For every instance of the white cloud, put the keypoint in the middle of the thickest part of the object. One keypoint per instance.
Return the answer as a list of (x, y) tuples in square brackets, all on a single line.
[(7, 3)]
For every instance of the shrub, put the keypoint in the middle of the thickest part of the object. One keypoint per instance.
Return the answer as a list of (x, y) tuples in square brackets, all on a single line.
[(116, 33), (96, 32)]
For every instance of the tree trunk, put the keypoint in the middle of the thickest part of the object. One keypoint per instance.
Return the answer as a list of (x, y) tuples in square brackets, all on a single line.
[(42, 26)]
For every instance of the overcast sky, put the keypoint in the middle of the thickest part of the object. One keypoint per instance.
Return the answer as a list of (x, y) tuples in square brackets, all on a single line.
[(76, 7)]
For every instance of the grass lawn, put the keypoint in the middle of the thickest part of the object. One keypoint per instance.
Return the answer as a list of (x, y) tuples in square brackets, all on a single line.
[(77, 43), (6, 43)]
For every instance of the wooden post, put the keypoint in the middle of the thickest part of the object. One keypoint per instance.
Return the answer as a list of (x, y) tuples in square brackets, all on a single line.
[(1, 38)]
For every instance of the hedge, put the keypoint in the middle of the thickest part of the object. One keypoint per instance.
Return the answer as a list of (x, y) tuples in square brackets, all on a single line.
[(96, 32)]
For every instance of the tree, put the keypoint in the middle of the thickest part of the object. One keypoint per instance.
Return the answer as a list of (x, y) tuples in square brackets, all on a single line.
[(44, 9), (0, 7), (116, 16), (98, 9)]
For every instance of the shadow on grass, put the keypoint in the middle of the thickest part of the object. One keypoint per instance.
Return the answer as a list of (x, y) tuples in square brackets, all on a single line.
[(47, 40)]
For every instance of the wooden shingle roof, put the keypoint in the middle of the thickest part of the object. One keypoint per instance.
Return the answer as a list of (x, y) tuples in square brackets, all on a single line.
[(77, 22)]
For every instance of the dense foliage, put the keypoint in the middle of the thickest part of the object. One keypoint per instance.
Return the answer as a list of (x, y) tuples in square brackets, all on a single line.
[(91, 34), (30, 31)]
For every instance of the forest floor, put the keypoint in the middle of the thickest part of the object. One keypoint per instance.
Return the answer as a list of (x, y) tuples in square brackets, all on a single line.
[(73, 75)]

- [WHAT IS EXPECTED]:
Rescale the rows from the line with "For every instance of the shrub, put" to the line with "[(44, 9), (0, 7), (116, 16), (98, 9)]", both included, and give only those lines again, requests too. Multiply every keypoint coordinate in the answers by 1.4 and round to whole numbers with halves going up, but leave the requests and their format samples as they are.

- [CORRECT RESULT]:
For every instance of the shrub, put the keypoint in the middle of the thickest part of the object. One keypoint per instance.
Return the answer as a list of (x, y) tuples in square brackets, all on a single line.
[(162, 46), (134, 45)]
For every instance of the tree trunk, put the keypoint in the middle of the thickest part of the object. One keypoint per instance.
Return the answer as a list of (x, y) tuples in square brackets, all on a single line.
[(59, 36)]
For every instance of the overcast sky, put the keypoint in the middle of the thickest part of the object. One keypoint per instance.
Return the answer as a list of (x, y) tuples in square brackets, all on a single line.
[(106, 10)]
For every instance of the grass lawn, put the keypoint in the middle of the thickest part of the object. One keypoint per instance.
Return the answer as a list of (x, y) tuples in square brackets, all on a single line.
[(108, 60), (8, 60)]
For every instance of the wooden post, put the keypoint in the middle of the thickest part of the object. One keypoint per instance.
Return the answer as a list of (x, y) tuples in square brackets, all on a single line.
[(1, 53)]
For every instance of the hedge, put the keypoint in the middle of the thickest part of the object. One keypoint per instance.
Return the answer as a list of (x, y) tuples in square brackets, all on a single line.
[(134, 45)]
For every instance of the tree, put the keypoint in the middle of the thickest part of the object. One keypoint per instance.
Return the answer as a list of (x, y) tuples in square brackets, all on a single line.
[(62, 13), (0, 10), (162, 22), (137, 13)]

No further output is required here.